--- Text for analysis ---
————————
Their hair is long or shaved off, their beards scruffy, and their skin adorned with tattoos and piercings. I have on a couple of occasions grown my hair out. I sometimes keep a goatee. I have here and there considered a tattoo, but only on a place easily concealed. I never cease to be amazed by the sleeve tattoos. While I would not pierce my ear under any circumstances – my wife doesn’t even have pierced ears – the shift from some of piercings to those big giant holes that make it so that you can’t reverse it… I just don’t get any of this. I do understand the desire to stand out. I understand the desire to be a little weird. I never dyed my hair blue, but the idea has appealed to me.

Some of the above is aesthetic. I just prefer things plain. But it goes beyond that. The notion of doing something to myself – to make a statement, to fit in, whatever – just horrifies me. Even when I used to dress strange, or considered dyeing my hair, I took a great amount of comfort in knowing that I could, with a good shower, become a Respectable Citizen once again quite easily. Which I guess only matters if you see the appeal of being a respectable citizen to begin with.
————————
--- Provided records ---

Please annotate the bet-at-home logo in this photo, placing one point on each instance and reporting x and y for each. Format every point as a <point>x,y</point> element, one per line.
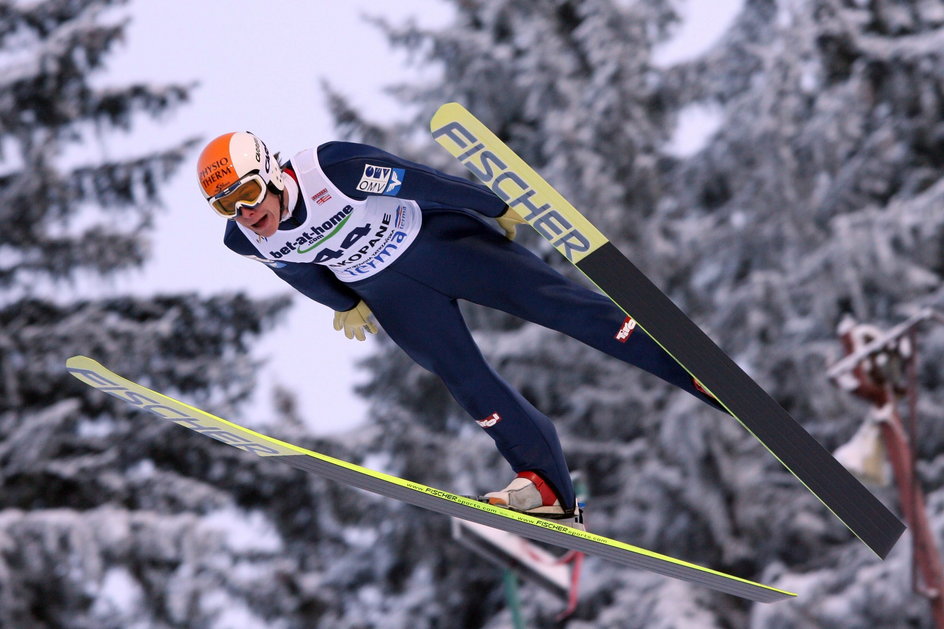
<point>381,180</point>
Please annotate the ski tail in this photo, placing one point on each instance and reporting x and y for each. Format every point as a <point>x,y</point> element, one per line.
<point>552,216</point>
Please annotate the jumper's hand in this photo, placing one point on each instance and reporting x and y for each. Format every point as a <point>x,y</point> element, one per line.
<point>509,221</point>
<point>355,321</point>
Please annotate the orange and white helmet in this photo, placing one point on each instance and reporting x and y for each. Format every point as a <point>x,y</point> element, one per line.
<point>235,170</point>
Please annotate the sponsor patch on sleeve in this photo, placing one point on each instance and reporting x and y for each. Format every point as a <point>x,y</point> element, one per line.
<point>626,330</point>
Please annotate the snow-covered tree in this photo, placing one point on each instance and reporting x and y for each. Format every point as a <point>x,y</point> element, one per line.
<point>98,509</point>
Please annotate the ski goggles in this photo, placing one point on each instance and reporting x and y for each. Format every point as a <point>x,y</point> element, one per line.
<point>248,192</point>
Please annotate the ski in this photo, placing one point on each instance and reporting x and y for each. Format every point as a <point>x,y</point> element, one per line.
<point>95,375</point>
<point>498,167</point>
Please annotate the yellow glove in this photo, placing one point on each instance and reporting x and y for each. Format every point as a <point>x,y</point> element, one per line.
<point>509,221</point>
<point>355,321</point>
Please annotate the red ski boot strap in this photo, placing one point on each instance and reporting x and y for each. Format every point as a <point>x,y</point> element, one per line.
<point>548,497</point>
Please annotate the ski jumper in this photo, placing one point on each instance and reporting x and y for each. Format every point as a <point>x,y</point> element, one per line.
<point>411,241</point>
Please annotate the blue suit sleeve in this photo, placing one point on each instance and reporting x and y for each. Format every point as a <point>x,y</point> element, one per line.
<point>350,165</point>
<point>311,280</point>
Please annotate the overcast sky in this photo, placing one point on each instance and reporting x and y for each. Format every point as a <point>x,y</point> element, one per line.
<point>259,66</point>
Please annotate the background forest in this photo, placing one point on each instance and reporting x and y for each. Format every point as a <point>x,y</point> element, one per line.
<point>819,195</point>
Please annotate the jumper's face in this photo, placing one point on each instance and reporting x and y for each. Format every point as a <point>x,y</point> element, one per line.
<point>264,218</point>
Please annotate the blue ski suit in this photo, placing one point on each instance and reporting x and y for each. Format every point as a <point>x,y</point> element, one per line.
<point>458,255</point>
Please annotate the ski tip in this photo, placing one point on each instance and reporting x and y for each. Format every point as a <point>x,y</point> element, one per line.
<point>447,111</point>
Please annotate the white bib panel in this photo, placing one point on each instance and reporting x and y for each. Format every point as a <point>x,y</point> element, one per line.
<point>355,239</point>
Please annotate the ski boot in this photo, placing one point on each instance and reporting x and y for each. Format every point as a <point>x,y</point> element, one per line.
<point>528,493</point>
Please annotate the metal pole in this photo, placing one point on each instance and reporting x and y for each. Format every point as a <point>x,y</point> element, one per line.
<point>511,596</point>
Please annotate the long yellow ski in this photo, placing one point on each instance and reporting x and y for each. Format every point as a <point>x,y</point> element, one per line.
<point>526,192</point>
<point>95,375</point>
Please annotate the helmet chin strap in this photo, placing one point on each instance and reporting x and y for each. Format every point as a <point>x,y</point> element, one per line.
<point>288,196</point>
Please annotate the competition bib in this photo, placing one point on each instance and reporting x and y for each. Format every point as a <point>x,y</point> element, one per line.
<point>355,239</point>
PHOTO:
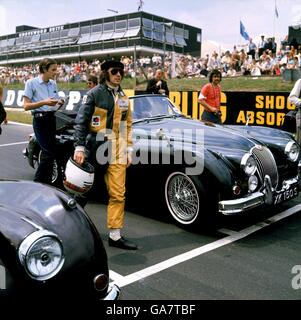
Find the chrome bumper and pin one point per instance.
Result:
(266, 196)
(113, 293)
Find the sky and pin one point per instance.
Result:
(218, 19)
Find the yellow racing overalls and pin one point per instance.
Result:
(105, 117)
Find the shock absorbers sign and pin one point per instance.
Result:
(261, 109)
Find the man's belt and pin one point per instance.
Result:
(40, 114)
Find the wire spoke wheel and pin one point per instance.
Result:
(182, 198)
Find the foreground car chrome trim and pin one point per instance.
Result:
(113, 293)
(266, 196)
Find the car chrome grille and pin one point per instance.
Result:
(266, 164)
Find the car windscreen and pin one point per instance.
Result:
(152, 106)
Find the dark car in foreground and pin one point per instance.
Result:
(49, 247)
(200, 169)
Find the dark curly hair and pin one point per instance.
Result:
(45, 64)
(214, 72)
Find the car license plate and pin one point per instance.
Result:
(286, 195)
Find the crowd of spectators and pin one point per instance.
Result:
(248, 60)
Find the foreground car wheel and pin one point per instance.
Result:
(182, 196)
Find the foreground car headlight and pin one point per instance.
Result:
(253, 183)
(41, 254)
(248, 164)
(292, 151)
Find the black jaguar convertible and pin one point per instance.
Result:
(200, 169)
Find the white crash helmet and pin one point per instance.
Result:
(78, 179)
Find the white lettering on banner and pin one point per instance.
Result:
(10, 98)
(20, 98)
(2, 278)
(74, 98)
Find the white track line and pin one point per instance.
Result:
(139, 275)
(12, 144)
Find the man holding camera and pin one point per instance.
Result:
(41, 97)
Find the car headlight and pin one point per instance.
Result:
(248, 164)
(253, 183)
(292, 151)
(41, 254)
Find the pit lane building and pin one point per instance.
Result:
(134, 34)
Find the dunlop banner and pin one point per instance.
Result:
(263, 108)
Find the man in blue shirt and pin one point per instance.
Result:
(41, 97)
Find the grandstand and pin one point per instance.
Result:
(134, 34)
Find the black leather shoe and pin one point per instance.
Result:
(122, 243)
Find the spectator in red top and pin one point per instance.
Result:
(210, 98)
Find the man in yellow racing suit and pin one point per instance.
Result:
(103, 127)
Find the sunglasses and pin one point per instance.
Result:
(114, 71)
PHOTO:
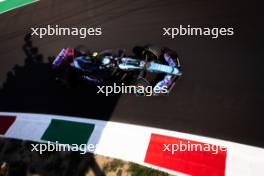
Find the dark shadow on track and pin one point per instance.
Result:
(32, 88)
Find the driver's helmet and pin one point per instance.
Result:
(106, 60)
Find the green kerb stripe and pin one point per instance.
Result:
(12, 4)
(68, 132)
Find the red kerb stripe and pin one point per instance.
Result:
(199, 161)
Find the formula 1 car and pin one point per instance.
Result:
(148, 66)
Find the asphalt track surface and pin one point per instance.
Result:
(221, 94)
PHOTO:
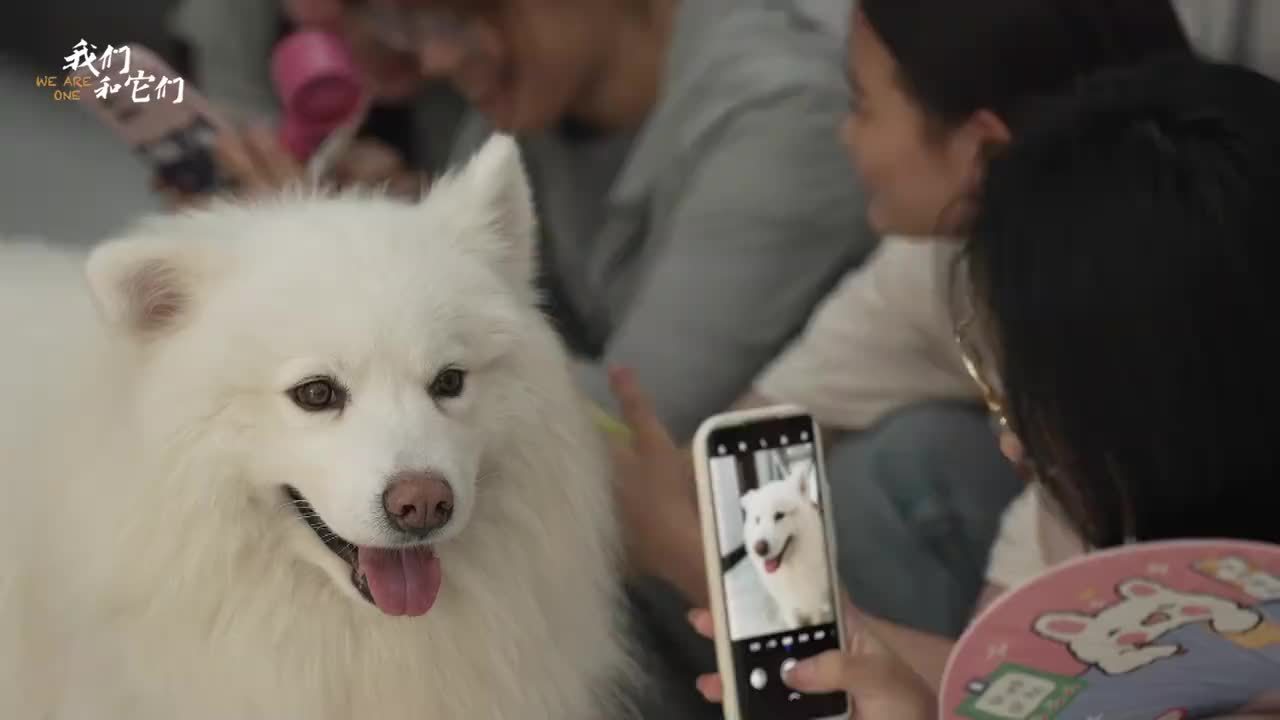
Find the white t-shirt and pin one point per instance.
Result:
(882, 340)
(1031, 541)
————————
--- Tasks to perform ---
1. From the text on tattoos and piercings, write out the part that opens with the words containing "Their hair is" and closes with "appealed to me.".
2. Condense the paragraph of the text on tattoos and piercings that begins "Some of the above is aesthetic" while keeping its main facts.

--- Task-by-task solutions ---
1.
Their hair is long or shaved off, their beards scruffy, and their skin adorned with tattoos and piercings. I have on a couple of occasions grown my hair out. I sometimes keep a goatee. I have here and there considered a tattoo, but only on a place easily concealed. I never cease to be amazed by the sleeve tattoos. While I would not pierce my ear under any circumstances – my wife doesn’t even have pierced ears – the shift from some of piercings to those big giant holes that make it so that you can’t reverse it… I just don’t get any of this. I do understand the desire to stand out. I understand the desire to be a little weird. I never dyed my hair blue, but the idea has appealed to me.

2. Part of this is aesthetic, since I prefer things plain, but it goes further. The idea of altering myself, whether to make a statement or to fit in, horrifies me. Even when I dressed strangely or thought about dyeing my hair, I took comfort in knowing that a good shower could easily make me a Respectable Citizen again. That matters only if being a respectable citizen appeals to begin with.